■ **Required action**
Copy each line of the data exactly. Leave nothing out.

══ Material for this exercise

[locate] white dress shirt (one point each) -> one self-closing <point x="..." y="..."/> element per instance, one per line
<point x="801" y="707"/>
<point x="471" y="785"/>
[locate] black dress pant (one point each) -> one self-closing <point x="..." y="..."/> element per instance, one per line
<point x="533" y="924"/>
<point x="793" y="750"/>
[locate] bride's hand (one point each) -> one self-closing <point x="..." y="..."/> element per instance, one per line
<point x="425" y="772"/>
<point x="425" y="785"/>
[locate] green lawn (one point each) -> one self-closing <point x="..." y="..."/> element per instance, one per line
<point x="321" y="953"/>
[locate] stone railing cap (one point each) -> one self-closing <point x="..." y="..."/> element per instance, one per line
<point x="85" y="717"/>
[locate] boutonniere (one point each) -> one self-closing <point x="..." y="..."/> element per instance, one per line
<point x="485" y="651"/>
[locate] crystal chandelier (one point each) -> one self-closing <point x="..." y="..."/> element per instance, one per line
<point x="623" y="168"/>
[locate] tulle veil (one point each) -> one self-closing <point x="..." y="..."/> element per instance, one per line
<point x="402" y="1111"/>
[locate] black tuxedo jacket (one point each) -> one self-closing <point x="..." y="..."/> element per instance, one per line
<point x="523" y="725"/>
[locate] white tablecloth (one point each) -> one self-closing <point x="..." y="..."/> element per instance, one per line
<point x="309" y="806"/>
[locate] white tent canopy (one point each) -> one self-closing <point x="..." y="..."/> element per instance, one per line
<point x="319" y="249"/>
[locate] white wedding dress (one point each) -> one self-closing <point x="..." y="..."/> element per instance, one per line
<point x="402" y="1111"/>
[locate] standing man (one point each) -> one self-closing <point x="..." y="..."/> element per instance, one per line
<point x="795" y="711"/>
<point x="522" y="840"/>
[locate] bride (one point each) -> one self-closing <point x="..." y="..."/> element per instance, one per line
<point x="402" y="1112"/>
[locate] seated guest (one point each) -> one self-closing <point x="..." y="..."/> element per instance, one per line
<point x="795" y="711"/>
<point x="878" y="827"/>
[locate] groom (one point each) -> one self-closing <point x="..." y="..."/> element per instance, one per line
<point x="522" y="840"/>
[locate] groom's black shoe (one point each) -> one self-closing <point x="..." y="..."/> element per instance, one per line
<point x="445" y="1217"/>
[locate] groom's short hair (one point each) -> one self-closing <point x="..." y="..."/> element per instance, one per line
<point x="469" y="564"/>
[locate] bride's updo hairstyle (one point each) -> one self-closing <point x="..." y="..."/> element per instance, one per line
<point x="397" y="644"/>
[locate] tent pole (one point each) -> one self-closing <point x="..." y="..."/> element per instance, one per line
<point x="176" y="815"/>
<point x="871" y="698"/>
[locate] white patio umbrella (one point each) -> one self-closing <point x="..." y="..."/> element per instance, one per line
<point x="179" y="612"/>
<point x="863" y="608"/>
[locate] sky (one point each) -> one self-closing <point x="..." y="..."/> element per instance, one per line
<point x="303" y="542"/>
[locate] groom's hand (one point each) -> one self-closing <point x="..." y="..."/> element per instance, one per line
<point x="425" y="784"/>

════

■ **Task response**
[locate] white dress shirt (one point each) -> one self-closing <point x="..." y="..."/> element per instance, one per line
<point x="801" y="707"/>
<point x="471" y="785"/>
[locate] black dress pant (one point each) -> one self-closing <point x="..." y="..."/> element per instance, one per line
<point x="533" y="924"/>
<point x="793" y="750"/>
[locate] bride's hand (one point each) -> one self-closing <point x="..." y="..."/> element per instance, one per line
<point x="425" y="772"/>
<point x="425" y="785"/>
[locate] green lawn (one point each) -> one self-closing <point x="..." y="..."/> element per instance, one per line
<point x="321" y="953"/>
[locate] stone railing cap (one point each) -> one self-closing <point x="..." y="..."/> element per instance, one per line
<point x="85" y="717"/>
[locate] boutonniere (one point each) -> one self-closing <point x="..." y="..."/> element per instance, one per line
<point x="485" y="651"/>
[locate] crystal chandelier (one point each) -> one self-closing <point x="..." y="..."/> element per instance, one per line
<point x="623" y="168"/>
[locate] tulle veil (one point each) -> one self-closing <point x="..." y="..."/> element per instance, one per line
<point x="402" y="1111"/>
[locate] black tuxedo jacket (one point each) -> one self-closing <point x="..." y="..."/> element per instance, one per line
<point x="523" y="725"/>
[locate] white tablecloth (one point each) -> one self-closing <point x="..." y="..."/> element per instance, one per line
<point x="309" y="806"/>
[locate] white tent canopy (one point each) -> one self-closing <point x="..." y="..."/> element per instance, one per line
<point x="319" y="249"/>
[locate] white wedding dress (one point each) -> one self-closing <point x="..." y="..."/> element per instance, one per line
<point x="402" y="1111"/>
[locate] standing man (one point each) -> one self-closing <point x="..." y="..."/> element per instance, one per line
<point x="795" y="711"/>
<point x="522" y="840"/>
[locate] bride (one point each) -> one self-closing <point x="..." y="..."/> element per instance, one per line
<point x="402" y="1112"/>
[locate] seated guest (one point each) -> one self-closing <point x="..." y="..."/> element per instance, one per line
<point x="795" y="711"/>
<point x="878" y="827"/>
[locate] groom (one point each) -> one self-closing <point x="..." y="..."/> element per instance, one per line
<point x="522" y="840"/>
[locate] groom's black shoe (one point each) -> one self-closing <point x="..." y="..."/> element per instance, one per line
<point x="445" y="1217"/>
[locate] groom's short hair (one point each) -> one self-closing <point x="..." y="..."/> element per instance, one per line
<point x="469" y="564"/>
[locate] bride's updo hairstyle (one point each) -> one self-closing <point x="..." y="..."/> element per instance, one per line
<point x="397" y="644"/>
[locate] tent pole (one point each) -> one self-closing <point x="..." y="..."/> element per instance, one per line
<point x="176" y="815"/>
<point x="871" y="698"/>
[locate] white patio umbrella (one point each) -> one self-closing <point x="..." y="..."/> element per instance, one per line
<point x="179" y="612"/>
<point x="863" y="608"/>
[locate] sky (one point each) -> one self-closing <point x="..." y="..."/> element per instance, one per line
<point x="303" y="542"/>
[locate] groom's hand (one point each) -> one self-closing <point x="..." y="..."/> element per instance, one per line
<point x="425" y="784"/>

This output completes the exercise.